# Exercise brief
Copy the items verbatim, starting with the line that contains "Output the exact" and going on through the line that contains "positive clicks: (336, 656)", with both of those lines included.

# Given data
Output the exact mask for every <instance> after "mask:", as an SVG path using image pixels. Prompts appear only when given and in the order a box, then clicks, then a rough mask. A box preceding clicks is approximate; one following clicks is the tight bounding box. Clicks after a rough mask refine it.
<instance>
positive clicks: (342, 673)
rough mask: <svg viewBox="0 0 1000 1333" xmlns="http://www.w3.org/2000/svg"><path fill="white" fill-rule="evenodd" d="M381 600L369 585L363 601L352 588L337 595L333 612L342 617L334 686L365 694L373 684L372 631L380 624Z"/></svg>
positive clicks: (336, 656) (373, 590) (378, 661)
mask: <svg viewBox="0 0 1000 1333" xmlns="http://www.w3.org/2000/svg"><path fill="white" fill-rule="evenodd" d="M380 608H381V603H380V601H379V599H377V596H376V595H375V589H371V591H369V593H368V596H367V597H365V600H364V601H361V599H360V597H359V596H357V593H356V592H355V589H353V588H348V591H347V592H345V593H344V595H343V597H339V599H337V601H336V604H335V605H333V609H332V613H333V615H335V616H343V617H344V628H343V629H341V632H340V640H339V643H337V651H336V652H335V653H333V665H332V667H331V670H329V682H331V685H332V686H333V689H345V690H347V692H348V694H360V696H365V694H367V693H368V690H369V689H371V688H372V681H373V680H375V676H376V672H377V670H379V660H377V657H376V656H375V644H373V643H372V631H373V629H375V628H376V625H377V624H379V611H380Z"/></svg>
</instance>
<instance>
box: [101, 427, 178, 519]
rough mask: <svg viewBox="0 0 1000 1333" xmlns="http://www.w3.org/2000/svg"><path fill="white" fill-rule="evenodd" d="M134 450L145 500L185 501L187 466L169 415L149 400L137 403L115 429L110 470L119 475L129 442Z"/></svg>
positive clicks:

==

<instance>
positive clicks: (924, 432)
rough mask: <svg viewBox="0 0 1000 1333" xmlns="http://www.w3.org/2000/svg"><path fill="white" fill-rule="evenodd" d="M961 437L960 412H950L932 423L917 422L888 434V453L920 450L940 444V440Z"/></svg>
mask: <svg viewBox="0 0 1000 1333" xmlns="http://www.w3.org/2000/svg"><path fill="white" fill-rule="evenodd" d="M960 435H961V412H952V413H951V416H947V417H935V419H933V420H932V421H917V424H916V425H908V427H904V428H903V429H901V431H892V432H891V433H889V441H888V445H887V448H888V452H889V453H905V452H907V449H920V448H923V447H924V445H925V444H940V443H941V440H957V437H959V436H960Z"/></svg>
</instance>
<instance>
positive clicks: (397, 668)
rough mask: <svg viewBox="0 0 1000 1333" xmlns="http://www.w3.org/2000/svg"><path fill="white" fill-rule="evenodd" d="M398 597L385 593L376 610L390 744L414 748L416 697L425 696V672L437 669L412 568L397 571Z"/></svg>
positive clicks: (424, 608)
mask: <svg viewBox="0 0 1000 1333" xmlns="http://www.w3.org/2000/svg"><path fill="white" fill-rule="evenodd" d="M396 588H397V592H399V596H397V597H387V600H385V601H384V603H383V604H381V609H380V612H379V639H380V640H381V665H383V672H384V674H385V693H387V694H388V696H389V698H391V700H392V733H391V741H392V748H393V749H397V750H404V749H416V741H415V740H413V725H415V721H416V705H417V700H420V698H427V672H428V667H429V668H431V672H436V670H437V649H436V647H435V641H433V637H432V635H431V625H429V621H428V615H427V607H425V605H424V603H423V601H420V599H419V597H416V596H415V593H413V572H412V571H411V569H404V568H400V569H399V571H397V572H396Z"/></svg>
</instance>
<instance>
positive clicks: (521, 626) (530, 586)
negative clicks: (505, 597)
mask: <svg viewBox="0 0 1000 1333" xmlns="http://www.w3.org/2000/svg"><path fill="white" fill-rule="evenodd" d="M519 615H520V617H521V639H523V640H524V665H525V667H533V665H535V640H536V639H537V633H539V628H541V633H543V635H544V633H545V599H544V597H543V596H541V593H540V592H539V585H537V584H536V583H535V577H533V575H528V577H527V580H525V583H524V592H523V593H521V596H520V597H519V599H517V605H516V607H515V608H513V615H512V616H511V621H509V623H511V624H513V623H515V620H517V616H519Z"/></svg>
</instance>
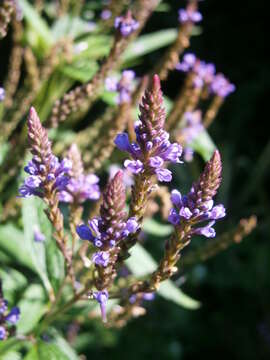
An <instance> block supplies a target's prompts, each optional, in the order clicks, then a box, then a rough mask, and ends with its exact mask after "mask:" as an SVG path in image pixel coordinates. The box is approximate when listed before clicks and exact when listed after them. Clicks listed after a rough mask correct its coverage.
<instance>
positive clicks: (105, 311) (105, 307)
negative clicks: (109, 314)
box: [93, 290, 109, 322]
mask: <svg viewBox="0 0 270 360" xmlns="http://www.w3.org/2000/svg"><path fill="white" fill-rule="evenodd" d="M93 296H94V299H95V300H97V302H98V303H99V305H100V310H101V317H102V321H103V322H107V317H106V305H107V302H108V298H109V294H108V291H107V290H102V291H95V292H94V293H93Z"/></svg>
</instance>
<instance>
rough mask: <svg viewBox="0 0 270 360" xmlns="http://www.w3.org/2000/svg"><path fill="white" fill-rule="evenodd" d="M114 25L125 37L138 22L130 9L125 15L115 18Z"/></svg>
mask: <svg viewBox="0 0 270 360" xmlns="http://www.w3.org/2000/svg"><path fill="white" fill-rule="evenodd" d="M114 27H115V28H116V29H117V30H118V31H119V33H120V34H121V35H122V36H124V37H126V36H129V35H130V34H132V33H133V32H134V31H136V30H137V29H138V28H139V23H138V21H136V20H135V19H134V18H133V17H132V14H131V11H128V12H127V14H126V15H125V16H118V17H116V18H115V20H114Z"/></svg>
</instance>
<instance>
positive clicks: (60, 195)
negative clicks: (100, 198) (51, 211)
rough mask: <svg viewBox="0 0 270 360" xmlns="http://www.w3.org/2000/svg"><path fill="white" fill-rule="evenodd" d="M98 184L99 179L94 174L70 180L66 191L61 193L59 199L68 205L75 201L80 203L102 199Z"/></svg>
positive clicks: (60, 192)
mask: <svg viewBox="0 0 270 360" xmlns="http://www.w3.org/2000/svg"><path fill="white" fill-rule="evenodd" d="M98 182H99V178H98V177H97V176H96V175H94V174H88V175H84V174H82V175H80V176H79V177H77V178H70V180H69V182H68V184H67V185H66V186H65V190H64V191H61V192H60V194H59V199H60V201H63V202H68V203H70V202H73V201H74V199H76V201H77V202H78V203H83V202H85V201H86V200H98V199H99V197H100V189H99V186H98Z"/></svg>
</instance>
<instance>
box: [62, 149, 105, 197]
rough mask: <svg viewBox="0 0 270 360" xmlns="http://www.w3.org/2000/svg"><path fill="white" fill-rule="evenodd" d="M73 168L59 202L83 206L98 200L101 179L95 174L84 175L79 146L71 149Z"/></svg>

--

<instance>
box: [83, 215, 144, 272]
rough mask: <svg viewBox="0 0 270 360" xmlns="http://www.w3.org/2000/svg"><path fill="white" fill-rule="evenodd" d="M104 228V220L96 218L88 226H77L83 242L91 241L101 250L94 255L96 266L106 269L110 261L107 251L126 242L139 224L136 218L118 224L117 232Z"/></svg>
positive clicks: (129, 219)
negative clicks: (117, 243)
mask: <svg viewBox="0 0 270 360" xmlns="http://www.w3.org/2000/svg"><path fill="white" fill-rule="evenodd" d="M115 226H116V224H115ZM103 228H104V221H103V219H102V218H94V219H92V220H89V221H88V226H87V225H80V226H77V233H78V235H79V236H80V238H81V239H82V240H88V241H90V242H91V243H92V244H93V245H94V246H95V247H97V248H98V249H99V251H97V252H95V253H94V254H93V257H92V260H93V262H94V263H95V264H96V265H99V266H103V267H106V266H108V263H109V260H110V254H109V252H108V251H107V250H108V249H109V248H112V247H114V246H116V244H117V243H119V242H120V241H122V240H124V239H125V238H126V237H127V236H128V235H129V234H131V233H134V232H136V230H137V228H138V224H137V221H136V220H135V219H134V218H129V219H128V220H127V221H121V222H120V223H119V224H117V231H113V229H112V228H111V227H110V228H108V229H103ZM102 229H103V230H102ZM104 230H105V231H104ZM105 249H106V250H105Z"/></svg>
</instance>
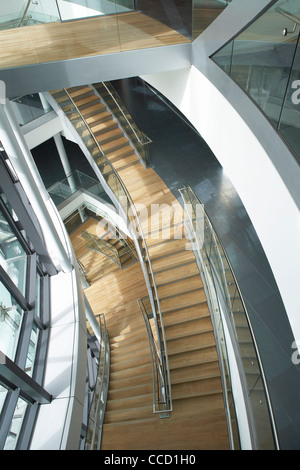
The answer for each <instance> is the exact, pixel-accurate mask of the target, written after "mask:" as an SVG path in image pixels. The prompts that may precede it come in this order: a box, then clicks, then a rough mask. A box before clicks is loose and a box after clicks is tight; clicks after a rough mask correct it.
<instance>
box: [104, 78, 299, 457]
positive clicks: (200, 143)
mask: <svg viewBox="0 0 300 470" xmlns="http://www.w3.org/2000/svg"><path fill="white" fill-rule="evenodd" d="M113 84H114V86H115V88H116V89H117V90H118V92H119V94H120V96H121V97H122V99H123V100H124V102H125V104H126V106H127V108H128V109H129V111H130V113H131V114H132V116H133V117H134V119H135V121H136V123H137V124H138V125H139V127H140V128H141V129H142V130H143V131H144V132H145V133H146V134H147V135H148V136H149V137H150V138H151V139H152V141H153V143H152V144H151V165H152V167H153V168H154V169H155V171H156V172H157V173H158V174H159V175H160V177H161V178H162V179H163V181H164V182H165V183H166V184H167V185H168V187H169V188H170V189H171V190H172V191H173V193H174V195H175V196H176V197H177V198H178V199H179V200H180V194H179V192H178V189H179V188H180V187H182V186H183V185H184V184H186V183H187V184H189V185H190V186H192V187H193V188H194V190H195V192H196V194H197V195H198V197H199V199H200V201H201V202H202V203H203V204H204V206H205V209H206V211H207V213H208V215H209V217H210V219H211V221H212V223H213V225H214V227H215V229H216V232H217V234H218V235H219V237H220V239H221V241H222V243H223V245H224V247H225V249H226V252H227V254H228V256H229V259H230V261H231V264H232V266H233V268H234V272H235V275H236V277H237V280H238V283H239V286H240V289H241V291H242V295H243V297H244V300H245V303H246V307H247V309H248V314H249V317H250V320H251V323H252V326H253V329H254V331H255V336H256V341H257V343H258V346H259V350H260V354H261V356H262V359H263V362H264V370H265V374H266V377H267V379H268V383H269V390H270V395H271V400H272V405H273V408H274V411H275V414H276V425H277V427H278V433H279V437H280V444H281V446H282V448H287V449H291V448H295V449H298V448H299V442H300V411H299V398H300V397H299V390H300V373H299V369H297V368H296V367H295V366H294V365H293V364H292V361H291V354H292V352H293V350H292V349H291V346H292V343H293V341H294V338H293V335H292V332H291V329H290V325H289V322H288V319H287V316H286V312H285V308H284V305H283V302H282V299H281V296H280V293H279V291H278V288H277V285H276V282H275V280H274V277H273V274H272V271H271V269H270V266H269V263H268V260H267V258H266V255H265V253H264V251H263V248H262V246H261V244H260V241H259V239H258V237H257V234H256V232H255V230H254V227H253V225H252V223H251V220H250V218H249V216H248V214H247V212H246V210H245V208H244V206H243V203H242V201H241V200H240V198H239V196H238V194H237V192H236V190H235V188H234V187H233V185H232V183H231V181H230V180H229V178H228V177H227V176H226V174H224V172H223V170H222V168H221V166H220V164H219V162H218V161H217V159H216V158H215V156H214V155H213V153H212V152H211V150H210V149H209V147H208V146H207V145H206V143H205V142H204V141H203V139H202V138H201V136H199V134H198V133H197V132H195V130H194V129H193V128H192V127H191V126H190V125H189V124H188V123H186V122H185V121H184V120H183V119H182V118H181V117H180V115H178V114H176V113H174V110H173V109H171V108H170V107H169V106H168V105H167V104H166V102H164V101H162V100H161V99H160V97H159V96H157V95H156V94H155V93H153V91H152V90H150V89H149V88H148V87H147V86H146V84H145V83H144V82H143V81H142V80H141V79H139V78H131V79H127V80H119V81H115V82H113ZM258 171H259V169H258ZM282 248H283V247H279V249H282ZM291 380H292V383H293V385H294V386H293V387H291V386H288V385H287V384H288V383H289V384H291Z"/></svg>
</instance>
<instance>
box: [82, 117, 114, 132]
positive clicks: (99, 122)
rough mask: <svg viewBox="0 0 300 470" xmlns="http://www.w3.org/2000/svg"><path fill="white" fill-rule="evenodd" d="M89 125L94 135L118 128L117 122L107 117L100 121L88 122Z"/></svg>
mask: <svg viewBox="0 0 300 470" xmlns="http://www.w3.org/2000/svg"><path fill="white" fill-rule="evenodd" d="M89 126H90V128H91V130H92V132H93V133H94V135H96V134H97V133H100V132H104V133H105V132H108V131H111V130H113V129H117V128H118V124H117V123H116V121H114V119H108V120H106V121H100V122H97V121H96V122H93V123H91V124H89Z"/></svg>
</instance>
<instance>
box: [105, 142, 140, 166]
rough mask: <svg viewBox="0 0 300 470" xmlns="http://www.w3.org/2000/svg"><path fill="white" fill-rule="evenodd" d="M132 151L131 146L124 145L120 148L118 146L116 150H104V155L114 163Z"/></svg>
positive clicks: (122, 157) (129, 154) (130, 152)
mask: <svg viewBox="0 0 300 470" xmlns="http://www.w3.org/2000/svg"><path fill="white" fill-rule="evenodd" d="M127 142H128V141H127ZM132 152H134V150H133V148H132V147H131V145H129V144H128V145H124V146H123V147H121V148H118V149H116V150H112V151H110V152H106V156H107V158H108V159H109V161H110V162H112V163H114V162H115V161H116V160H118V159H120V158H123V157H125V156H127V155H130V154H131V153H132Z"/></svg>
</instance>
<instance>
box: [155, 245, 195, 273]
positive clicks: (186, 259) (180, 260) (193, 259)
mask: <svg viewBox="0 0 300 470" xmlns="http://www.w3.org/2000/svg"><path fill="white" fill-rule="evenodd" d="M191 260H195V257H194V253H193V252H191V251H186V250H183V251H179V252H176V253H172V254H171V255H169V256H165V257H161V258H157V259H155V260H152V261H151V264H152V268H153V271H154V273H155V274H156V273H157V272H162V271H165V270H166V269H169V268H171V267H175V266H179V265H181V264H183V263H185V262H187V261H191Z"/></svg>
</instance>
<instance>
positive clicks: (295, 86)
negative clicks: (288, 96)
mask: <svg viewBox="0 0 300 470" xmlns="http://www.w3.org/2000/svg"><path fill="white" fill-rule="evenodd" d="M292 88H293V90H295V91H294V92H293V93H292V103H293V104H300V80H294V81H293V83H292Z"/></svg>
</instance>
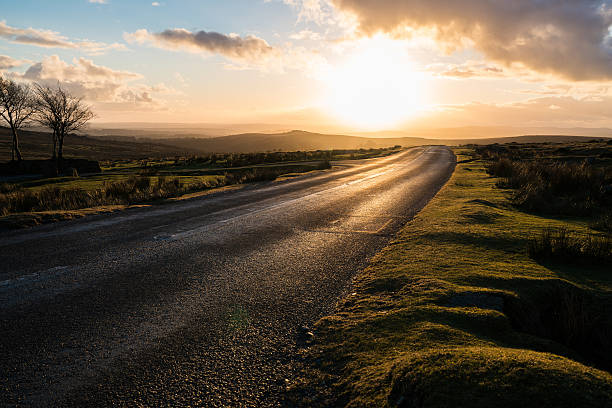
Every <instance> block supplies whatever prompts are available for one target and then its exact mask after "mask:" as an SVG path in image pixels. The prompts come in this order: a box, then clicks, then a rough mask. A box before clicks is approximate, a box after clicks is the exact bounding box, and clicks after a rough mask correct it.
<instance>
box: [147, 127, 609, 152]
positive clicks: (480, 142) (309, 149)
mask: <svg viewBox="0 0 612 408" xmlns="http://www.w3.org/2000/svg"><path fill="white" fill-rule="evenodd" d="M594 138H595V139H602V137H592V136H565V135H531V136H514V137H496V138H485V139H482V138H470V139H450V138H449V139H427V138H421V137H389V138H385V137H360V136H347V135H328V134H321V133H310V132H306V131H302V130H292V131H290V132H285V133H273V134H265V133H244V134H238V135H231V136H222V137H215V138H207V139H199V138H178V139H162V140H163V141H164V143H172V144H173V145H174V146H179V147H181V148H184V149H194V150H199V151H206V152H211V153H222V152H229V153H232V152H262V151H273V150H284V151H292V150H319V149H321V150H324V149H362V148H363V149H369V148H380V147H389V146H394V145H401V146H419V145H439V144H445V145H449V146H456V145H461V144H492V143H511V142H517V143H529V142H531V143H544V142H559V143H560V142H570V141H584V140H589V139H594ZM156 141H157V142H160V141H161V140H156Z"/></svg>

# Worked solution
Output the exact mask for every <instance> after "mask:", as an SVG path using image pixels. Prompts appear only when given and in the order a box, then clicks, then a rough mask. A box preceding clicks is approximate; one following clicks is the tight bounding box. Clicks after a rough mask refine it.
<instance>
positive clicks: (342, 673)
rough mask: <svg viewBox="0 0 1000 1333" xmlns="http://www.w3.org/2000/svg"><path fill="white" fill-rule="evenodd" d="M381 600L369 585L363 601L352 588L337 595L333 612L342 617L334 686L365 694L373 684L372 631L380 624Z"/></svg>
positive clicks: (336, 656) (373, 590) (378, 661)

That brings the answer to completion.